Soldiers Carry out Violent Arrests at Gunpoint in Nabi Saleh
Soldiers Carry out Violent Arrests at Gunpoint in Nabi
Saleh
Five Palestinians were arrested in Nabi Saleh
today, as soldiers stormed village houses without
warrants.
Israeli soldiers and Border Police officers implemented extremely violent measures in the dispersal of the weekly demonstration in Nabi Saleh. In an attempt to prevent the army from taking over the village, residents set up a barricade at the entrance to the village before the beginning of the demonstration, to which the army quickly responded with a massive volley of tear-gas projectiles.
After the midday prayers, as residents and their supporters attempted once again to march down to their lands, Border Police officers fired immense amounts of tear-gas into the village. Shortly after, and for no apparent reason, soldiers launched a full-scale raid on the village, conducting a house-to-house search without presenting any warrants. Soldiers also took over one house without a seizure warrant. One of the soldiers was seen patrolling the village with a MAG machinegun.
During the house raids, five arrests took place inside houses, including that of a Palestinian paramedic, released a few hours later. In another incident fifteen soldiers stormed a house with their weapons drawn. One of the soldiers, holding a handgun, pointed it at the people in the room - including an Israeli paramedic - threatening to shoot them. The soldiers then left the house taking with them one of the young man present at gun point.
Media contact: Jonathan Pollak +972-54-632-7736
Background
Late in 2009,
settlers began gradually taking over Ein al-Qaws (the Arch
Spring), which personally belongs to Bashir Tamimi, the head
of the Nabi Saleh village council. The settlers, abetted by
the army, erected a shed over the spring, renamed it Maayan
Meir, after a late settler, and began driving away
Palestinians who came to use the spring by force - at times
throwing stones or even pointing guns at them, threatening
to shoot.

----------------

DIRECTIVE 1
Answer these from the Nabi Saleh report:
(a) How many Palestinians were arrested in Nabi Saleh?
(b) What weapon was one of the soldiers seen carrying while patrolling the village?
(c) What name did the settlers give Ein al-Qaws after taking it over?
DIRECTIVE 2
Transcribe the Nabi Saleh report between "Israeli soldiers and" and "a MAG machinegun.", inclusive.

DATASET EXTRACT
----------------

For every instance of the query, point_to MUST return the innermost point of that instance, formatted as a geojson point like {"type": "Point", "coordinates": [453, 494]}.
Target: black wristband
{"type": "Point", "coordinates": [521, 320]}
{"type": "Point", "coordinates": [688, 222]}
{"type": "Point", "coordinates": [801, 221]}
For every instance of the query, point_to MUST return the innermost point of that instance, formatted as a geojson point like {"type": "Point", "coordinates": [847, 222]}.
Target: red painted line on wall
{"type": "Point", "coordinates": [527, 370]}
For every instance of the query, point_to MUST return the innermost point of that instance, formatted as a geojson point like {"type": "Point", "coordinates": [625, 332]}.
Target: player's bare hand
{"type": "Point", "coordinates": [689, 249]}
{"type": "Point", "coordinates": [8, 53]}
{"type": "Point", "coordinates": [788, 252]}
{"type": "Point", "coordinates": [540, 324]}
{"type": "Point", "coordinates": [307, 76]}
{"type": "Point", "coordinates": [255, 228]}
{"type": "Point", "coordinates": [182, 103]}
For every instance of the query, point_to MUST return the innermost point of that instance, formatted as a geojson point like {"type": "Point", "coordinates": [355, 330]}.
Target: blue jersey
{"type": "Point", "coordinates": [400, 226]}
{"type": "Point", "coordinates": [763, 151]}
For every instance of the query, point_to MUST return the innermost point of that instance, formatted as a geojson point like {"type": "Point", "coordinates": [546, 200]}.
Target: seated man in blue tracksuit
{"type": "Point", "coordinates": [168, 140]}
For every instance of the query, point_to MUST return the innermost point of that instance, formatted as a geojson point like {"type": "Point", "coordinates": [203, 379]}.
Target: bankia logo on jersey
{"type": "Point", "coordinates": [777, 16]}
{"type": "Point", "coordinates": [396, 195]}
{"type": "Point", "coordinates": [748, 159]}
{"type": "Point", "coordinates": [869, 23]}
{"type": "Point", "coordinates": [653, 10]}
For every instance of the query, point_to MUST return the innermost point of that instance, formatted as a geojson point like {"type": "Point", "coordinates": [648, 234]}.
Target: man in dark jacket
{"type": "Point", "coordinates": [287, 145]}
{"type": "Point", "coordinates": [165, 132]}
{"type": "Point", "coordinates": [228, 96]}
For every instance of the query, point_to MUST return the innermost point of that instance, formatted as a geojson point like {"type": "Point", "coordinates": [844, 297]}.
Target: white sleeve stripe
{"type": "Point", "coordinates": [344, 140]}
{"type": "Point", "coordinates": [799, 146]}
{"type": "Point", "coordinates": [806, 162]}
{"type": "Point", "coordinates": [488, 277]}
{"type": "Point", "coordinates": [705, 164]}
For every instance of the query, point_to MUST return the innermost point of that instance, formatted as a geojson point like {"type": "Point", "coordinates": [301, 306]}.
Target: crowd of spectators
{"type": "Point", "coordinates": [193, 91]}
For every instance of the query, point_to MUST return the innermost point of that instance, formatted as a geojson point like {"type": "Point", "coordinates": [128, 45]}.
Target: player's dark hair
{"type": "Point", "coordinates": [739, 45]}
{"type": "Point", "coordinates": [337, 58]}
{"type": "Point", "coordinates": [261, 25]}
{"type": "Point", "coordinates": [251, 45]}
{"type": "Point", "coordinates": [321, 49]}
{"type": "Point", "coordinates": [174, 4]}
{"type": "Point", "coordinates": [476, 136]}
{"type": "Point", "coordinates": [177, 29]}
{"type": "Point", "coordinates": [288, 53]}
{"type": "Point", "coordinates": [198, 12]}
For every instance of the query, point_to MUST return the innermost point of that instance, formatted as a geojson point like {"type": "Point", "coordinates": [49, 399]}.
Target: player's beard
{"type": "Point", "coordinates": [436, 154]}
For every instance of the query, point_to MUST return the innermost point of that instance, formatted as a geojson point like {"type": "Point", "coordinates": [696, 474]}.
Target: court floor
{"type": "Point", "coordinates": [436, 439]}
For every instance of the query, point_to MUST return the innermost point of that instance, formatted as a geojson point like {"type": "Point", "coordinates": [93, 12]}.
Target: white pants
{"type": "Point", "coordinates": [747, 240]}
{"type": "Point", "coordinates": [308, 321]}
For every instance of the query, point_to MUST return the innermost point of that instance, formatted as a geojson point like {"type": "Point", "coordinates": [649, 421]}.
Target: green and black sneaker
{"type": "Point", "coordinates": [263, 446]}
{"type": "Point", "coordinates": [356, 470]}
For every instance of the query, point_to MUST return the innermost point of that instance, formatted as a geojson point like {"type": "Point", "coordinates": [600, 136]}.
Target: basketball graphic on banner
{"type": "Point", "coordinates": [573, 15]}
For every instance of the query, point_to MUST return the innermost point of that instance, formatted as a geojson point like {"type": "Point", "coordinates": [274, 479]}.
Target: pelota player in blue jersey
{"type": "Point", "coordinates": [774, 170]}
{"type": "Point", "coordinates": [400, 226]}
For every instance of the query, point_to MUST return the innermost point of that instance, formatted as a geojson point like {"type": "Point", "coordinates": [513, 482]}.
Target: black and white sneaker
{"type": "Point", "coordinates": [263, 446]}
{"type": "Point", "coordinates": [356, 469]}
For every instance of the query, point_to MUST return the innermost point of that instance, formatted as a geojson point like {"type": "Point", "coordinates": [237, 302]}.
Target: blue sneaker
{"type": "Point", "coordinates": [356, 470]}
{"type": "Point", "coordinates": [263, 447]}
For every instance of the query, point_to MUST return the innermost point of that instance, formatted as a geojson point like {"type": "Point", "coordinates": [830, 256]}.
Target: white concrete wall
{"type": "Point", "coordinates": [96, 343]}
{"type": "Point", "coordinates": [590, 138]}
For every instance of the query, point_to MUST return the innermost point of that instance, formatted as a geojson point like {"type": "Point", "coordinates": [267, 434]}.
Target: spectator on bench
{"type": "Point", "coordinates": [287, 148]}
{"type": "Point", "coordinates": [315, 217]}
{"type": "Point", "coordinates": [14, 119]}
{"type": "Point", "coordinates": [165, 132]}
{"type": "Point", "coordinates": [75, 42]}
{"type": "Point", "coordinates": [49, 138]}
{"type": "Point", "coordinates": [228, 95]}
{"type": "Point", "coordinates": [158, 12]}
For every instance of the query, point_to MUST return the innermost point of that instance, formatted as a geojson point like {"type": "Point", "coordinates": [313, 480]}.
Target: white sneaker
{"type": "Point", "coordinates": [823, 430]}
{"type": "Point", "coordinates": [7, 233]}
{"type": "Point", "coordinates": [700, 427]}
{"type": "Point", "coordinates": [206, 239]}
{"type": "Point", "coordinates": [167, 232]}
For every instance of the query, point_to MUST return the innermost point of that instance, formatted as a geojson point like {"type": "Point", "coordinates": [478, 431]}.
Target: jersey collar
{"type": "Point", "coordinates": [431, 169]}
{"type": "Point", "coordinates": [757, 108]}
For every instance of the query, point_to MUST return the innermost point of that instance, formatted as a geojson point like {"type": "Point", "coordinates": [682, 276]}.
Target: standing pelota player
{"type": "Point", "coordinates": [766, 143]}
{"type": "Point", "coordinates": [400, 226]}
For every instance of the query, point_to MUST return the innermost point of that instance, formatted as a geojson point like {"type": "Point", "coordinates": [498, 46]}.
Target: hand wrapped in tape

----------------

FINAL RESULT 1
(a) Five.
(b) A MAG machinegun.
(c) Maayan Meir.

FINAL RESULT 2
Israeli soldiers and Border Police officers implemented extremely violent measures in the dispersal of the weekly demonstration in Nabi Saleh. In an attempt to prevent the army from taking over the village, residents set up a barricade at the entrance to the village before the beginning of the demonstration, to which the army quickly responded with a massive volley of tear-gas projectiles.
After the midday prayers, as residents and their supporters attempted once again to march down to their lands, Border Police officers fired immense amounts of tear-gas into the village. Shortly after, and for no apparent reason, soldiers launched a full-scale raid on the village, conducting a house-to-house search without presenting any warrants. Soldiers also took over one house without a seizure warrant. One of the soldiers was seen patrolling the village with a MAG machinegun.